Set exercise => Count the lines in the material below that contain the word "tropical". Reply with that number alone.

Given records =>
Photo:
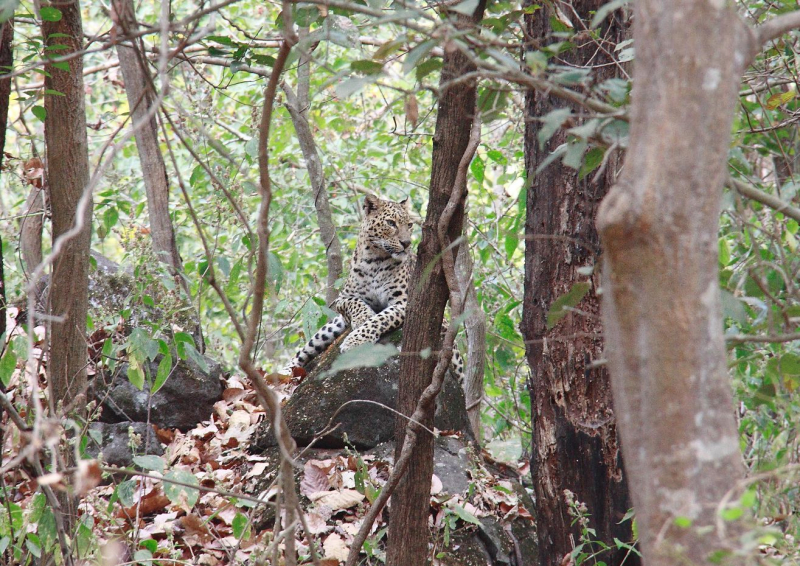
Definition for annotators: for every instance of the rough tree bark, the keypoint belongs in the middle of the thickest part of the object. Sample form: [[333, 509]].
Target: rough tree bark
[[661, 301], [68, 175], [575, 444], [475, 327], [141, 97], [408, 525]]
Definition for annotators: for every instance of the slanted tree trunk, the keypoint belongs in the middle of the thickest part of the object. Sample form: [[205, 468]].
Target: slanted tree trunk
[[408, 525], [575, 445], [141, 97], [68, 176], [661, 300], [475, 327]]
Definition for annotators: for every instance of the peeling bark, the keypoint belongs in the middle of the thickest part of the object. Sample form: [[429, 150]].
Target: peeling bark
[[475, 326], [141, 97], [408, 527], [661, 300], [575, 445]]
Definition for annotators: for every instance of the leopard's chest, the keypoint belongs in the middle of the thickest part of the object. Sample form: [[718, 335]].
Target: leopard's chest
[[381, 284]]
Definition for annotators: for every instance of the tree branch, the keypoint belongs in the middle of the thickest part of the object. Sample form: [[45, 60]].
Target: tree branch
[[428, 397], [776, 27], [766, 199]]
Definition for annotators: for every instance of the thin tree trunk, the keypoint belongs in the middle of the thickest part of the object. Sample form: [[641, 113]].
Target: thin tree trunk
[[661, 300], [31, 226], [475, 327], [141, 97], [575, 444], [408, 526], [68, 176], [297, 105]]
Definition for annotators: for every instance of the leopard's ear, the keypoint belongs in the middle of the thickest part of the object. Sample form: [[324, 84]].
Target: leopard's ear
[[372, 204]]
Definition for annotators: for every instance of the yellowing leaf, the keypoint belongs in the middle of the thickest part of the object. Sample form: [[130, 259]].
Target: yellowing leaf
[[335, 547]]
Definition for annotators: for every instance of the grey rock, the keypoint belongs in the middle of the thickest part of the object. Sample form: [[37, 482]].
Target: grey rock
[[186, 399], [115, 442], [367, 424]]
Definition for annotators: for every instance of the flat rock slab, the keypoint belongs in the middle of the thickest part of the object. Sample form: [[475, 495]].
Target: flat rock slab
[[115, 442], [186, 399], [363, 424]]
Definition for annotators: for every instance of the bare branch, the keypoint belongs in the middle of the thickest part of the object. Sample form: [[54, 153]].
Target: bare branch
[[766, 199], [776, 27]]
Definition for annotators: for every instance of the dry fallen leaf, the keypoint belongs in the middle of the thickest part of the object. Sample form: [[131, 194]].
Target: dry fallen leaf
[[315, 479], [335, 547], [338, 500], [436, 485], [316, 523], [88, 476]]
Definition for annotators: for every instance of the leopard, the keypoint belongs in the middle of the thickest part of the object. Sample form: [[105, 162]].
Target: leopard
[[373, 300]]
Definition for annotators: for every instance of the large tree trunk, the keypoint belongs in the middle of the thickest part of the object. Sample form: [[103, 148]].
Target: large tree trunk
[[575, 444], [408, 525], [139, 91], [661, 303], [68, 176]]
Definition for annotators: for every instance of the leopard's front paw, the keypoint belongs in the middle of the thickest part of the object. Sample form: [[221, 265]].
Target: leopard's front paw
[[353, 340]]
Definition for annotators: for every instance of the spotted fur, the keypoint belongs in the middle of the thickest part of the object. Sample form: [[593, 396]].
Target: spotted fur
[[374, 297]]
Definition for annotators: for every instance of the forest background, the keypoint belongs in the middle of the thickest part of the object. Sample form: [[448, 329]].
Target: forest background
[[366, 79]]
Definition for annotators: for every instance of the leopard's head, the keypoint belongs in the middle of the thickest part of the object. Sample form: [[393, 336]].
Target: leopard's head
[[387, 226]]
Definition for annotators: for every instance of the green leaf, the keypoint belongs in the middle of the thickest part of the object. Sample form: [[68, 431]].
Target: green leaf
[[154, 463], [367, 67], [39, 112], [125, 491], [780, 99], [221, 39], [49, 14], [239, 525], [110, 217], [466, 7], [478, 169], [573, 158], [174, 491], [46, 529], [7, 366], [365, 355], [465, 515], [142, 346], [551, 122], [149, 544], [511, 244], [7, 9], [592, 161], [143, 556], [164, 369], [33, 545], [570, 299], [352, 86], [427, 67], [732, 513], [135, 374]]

* * *

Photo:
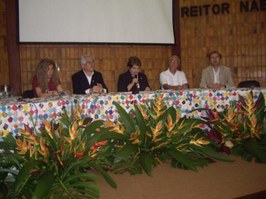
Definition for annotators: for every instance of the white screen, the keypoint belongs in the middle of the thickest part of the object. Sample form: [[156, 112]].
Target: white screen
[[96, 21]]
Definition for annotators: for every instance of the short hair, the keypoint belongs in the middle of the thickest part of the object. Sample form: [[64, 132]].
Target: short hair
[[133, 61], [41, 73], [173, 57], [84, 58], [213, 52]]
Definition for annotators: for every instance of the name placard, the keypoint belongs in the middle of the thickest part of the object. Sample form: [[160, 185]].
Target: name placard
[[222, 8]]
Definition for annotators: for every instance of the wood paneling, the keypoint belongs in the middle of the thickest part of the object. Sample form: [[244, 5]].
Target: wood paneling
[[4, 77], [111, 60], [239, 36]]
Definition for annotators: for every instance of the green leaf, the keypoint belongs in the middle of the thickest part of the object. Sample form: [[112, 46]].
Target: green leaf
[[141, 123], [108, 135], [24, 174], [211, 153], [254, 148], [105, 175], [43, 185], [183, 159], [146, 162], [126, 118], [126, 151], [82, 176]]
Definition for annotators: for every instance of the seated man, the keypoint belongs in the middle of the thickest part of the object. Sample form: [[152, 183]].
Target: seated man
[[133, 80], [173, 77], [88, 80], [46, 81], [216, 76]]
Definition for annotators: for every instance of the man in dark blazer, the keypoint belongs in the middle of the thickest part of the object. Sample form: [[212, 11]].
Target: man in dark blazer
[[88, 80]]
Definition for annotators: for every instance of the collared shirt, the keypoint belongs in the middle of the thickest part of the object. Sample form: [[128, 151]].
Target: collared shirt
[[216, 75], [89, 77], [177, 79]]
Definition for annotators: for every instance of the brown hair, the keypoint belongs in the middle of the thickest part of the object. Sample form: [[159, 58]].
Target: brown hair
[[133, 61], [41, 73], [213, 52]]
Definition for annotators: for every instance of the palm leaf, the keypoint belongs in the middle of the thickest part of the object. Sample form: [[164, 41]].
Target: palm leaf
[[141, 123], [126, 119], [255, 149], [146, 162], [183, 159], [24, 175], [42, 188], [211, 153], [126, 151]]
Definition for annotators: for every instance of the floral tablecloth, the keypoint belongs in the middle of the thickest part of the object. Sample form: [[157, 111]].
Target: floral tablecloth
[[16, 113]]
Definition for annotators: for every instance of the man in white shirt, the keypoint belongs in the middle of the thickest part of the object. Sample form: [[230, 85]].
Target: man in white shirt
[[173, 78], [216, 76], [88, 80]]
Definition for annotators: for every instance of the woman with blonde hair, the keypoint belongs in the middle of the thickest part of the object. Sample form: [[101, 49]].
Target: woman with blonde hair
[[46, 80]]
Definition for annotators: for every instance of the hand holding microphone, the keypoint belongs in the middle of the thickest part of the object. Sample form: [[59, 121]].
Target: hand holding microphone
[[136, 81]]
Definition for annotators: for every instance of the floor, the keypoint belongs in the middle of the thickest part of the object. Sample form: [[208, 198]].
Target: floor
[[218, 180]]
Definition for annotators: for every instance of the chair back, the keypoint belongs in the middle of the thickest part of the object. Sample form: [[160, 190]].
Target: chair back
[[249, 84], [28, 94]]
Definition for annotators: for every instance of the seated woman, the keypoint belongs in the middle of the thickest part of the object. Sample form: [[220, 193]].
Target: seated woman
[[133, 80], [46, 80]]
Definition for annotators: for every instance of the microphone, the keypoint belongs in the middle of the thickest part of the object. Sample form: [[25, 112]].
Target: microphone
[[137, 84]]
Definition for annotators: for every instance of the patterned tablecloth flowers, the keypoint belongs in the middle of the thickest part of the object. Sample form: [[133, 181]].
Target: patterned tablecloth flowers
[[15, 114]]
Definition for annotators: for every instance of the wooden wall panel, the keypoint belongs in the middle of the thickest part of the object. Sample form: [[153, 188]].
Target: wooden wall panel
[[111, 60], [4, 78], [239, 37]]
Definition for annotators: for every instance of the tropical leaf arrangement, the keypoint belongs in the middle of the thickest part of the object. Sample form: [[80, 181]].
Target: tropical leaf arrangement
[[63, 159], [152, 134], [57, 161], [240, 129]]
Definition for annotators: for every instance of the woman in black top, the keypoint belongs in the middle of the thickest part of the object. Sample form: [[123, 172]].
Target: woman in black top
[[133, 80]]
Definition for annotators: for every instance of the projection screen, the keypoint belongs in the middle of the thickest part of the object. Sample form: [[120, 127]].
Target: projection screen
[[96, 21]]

Worked solution => 2